** What you will do **
Extract, verbatim, all lines starting at the one containing "Locate the shrub" and ending with the final line of the listing, and no others.

** Data **
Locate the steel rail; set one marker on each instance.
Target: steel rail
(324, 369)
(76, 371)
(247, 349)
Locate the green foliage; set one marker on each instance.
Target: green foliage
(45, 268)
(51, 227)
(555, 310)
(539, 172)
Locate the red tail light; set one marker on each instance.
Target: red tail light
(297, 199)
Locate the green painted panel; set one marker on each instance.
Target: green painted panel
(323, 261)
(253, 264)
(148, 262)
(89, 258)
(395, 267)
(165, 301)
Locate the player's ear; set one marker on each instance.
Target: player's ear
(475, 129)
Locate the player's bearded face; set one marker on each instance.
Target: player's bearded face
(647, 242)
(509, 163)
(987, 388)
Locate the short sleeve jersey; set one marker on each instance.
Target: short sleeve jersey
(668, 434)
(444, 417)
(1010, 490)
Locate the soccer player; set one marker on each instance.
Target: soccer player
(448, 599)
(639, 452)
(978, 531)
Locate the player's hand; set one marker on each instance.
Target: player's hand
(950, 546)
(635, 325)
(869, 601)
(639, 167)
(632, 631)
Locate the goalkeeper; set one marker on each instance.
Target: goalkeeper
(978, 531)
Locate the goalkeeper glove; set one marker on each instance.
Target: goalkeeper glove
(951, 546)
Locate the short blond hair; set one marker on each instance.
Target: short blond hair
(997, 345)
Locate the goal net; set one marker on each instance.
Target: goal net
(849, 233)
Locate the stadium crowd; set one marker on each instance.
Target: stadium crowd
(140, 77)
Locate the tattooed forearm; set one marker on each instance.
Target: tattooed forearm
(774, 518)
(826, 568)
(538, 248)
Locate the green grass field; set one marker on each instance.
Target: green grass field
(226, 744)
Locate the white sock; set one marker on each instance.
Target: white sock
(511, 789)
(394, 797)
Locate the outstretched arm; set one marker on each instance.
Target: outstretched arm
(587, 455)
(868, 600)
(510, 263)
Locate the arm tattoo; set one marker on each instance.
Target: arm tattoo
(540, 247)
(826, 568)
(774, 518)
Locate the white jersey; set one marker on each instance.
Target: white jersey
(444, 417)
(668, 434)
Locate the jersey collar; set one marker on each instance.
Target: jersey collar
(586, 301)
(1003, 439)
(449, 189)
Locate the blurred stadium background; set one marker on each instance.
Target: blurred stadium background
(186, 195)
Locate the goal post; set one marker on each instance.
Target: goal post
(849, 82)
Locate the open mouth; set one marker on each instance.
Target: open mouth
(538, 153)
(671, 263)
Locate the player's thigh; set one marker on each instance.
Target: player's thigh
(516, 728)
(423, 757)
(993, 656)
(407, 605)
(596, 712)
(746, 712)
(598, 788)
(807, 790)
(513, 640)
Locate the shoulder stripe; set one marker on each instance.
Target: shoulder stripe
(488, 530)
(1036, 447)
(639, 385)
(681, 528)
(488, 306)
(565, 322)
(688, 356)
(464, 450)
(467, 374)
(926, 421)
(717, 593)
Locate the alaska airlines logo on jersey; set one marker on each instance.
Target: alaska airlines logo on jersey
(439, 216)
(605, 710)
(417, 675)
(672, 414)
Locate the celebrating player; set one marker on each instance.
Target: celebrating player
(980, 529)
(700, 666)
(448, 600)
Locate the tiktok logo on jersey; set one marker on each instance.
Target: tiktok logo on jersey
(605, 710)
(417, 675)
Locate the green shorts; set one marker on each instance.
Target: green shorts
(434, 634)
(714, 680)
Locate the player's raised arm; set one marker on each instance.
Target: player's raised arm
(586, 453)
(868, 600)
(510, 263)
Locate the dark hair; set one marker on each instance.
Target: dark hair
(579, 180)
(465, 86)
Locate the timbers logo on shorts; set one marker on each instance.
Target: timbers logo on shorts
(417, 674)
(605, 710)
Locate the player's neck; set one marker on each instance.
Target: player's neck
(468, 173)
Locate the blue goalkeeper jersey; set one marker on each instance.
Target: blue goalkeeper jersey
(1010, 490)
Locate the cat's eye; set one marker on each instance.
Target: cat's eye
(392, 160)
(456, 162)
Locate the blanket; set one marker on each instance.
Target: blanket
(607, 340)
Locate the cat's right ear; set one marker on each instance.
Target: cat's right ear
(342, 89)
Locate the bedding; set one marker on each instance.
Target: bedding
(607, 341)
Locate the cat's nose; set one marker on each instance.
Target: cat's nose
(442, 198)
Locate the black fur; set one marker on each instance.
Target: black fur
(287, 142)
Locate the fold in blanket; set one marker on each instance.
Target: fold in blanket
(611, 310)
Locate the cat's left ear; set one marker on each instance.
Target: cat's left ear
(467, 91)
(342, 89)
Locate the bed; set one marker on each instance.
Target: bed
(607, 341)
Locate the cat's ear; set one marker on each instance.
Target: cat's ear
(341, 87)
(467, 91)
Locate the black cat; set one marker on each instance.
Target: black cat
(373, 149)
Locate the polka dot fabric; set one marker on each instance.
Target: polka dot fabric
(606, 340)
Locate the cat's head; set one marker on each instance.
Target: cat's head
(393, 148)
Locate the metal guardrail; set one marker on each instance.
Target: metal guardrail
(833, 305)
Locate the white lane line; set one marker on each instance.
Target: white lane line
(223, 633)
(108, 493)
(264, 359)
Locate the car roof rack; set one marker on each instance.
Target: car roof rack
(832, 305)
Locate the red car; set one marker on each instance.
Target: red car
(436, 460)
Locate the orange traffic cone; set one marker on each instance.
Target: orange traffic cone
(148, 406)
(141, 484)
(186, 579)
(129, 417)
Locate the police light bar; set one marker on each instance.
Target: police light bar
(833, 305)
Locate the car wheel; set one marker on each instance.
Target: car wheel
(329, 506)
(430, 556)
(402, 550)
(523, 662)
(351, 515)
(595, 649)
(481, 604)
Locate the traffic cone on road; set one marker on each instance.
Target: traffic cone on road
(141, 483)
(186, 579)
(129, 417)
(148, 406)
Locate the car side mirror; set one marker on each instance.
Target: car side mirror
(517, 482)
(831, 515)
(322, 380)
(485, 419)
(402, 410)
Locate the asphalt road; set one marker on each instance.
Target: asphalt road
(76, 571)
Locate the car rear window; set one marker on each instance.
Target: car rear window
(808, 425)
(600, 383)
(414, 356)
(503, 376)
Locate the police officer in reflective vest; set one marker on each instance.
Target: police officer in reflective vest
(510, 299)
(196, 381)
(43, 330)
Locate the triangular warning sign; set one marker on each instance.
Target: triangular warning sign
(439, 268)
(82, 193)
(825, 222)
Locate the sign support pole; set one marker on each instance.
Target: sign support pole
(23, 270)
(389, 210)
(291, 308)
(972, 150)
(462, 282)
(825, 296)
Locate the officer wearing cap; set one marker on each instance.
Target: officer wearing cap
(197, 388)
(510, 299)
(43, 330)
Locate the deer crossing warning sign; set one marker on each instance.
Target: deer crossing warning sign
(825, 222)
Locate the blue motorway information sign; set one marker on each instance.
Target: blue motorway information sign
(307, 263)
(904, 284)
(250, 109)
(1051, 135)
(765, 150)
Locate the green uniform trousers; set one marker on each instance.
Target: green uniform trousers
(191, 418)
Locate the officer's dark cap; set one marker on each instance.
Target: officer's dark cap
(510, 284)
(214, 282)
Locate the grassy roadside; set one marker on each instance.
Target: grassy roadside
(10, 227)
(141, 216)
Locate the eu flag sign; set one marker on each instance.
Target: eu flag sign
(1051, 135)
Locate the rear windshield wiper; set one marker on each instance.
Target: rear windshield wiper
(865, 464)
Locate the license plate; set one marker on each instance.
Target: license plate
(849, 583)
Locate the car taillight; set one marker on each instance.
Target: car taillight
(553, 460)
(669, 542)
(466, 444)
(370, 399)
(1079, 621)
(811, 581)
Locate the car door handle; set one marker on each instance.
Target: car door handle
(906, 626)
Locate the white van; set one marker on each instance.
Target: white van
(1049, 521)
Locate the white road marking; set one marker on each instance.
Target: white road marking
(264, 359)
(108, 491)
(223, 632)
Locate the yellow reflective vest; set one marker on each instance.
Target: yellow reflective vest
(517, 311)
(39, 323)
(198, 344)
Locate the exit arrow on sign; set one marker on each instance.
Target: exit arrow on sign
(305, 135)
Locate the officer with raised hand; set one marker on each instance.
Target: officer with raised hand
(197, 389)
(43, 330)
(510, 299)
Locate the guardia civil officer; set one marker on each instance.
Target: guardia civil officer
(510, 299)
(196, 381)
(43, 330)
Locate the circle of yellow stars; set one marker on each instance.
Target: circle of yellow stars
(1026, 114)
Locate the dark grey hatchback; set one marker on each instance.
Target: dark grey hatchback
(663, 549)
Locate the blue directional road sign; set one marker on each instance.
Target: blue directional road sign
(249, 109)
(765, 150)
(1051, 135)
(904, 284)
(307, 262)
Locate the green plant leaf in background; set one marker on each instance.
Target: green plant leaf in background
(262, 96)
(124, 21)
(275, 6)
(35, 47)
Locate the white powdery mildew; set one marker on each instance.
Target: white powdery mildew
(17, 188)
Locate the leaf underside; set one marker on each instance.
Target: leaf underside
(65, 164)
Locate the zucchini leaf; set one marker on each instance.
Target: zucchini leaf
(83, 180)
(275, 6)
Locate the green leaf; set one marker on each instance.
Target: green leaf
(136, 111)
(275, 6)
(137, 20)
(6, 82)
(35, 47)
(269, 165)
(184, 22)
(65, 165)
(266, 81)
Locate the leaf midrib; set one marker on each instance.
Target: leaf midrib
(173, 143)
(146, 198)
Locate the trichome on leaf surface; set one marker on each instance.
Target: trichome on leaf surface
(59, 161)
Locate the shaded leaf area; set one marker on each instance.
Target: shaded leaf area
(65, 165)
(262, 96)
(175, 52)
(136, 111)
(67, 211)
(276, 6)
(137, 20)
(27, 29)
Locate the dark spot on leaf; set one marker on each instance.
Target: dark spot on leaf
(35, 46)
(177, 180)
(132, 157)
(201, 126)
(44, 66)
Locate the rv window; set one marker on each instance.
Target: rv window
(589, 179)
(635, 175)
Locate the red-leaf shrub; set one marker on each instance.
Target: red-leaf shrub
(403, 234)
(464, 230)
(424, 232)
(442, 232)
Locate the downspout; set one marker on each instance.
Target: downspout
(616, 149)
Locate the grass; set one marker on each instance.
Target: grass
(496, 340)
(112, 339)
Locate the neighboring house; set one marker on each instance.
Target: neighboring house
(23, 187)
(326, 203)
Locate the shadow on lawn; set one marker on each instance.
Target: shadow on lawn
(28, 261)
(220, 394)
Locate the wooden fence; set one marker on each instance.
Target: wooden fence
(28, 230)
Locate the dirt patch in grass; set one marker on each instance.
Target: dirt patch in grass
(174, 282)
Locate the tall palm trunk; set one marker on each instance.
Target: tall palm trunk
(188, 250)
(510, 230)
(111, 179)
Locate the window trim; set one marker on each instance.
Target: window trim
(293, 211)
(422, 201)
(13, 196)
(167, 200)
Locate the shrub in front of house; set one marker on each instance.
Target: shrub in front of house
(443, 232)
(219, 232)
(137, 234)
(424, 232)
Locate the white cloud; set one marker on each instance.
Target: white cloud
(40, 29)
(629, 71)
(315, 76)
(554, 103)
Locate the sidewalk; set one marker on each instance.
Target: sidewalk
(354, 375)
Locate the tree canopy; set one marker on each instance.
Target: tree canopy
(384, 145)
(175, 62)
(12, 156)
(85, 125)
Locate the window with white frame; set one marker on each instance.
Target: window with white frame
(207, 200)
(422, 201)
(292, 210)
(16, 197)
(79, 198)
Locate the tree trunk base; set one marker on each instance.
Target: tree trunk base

** Exercise output **
Locate the shrub in front of house; set one marker on each instance.
Target: shrub in front of house
(443, 232)
(219, 232)
(137, 234)
(424, 232)
Locate the white cloud; set one marker on each instance.
Target: white cloud
(40, 29)
(629, 71)
(315, 76)
(554, 103)
Locate the sidewalk; set one marker on each instance.
Target: sidewalk
(354, 375)
Locate the tree canopy; set one marker on each instance.
Target: tree canopy
(384, 145)
(175, 62)
(12, 156)
(85, 125)
Locate the window with white frame; set one marker on each instance.
Target: window with white frame
(207, 200)
(422, 201)
(292, 210)
(16, 197)
(79, 198)
Locate the tree trunk base; set one marker on each instance.
Target: tree trunk base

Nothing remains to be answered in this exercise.